→ Information shown
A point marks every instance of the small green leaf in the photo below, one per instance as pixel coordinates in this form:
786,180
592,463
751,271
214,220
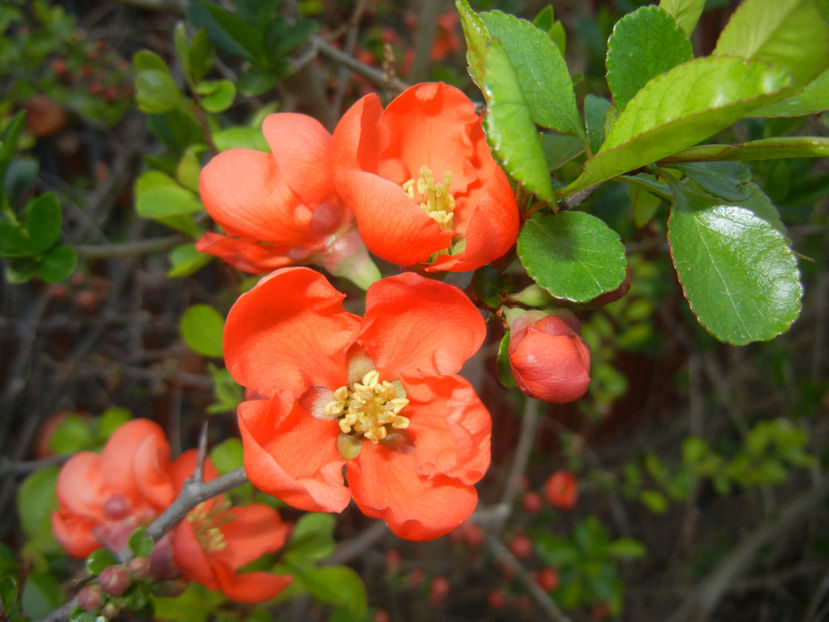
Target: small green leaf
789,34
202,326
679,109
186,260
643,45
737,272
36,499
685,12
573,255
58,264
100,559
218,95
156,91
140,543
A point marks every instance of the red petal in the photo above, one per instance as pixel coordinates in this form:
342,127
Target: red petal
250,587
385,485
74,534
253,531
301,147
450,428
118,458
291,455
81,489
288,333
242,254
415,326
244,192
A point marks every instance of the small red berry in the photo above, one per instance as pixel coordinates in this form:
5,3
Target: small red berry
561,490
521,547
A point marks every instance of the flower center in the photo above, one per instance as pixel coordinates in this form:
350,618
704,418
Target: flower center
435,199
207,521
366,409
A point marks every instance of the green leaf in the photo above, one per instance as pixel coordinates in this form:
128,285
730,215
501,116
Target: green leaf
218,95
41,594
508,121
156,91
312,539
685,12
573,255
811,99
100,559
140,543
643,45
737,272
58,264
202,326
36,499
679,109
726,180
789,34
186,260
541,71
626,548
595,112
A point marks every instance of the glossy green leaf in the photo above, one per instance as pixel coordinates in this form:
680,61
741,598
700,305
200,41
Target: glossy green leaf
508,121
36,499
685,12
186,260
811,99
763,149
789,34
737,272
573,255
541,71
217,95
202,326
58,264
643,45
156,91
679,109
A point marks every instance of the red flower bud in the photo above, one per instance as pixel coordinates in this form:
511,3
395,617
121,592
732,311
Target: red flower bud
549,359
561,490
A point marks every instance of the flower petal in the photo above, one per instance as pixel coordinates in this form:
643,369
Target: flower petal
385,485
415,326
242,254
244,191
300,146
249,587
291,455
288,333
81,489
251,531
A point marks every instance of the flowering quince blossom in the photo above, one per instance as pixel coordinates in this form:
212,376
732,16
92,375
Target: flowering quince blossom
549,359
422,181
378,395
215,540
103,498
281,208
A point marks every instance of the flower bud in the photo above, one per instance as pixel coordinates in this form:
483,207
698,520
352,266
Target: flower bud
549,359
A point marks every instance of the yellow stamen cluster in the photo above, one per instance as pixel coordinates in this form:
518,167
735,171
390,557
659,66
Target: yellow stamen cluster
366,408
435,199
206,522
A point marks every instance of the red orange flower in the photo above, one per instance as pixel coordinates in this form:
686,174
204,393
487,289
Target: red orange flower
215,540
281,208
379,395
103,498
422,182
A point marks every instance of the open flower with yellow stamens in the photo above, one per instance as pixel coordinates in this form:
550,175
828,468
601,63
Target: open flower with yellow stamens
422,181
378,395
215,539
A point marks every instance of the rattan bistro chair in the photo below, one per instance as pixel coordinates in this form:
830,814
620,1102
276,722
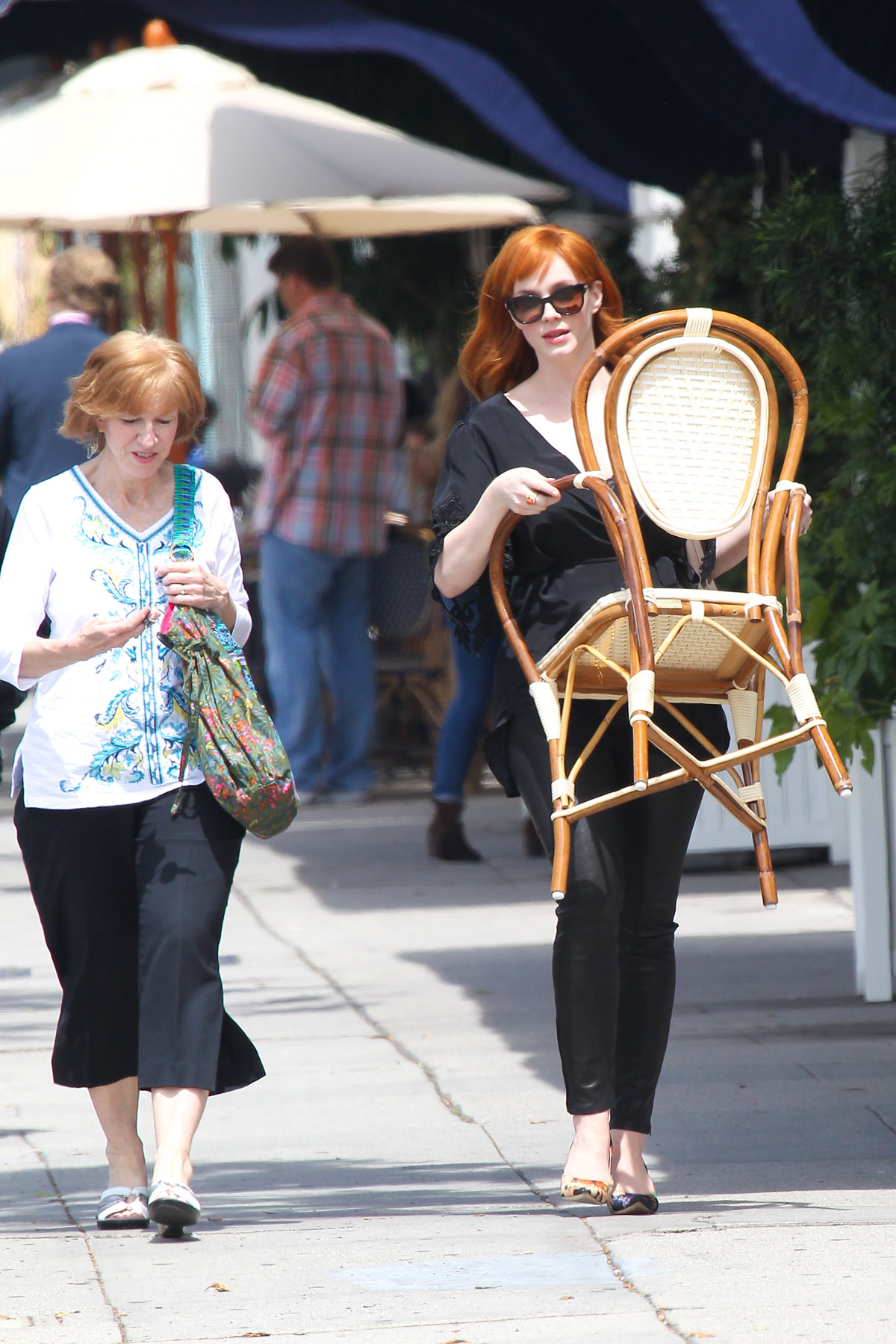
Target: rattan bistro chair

→ Exercise directions
Please give the number of lines above that contain the string "rattan", and nothing more.

→ Answer to the exercise
2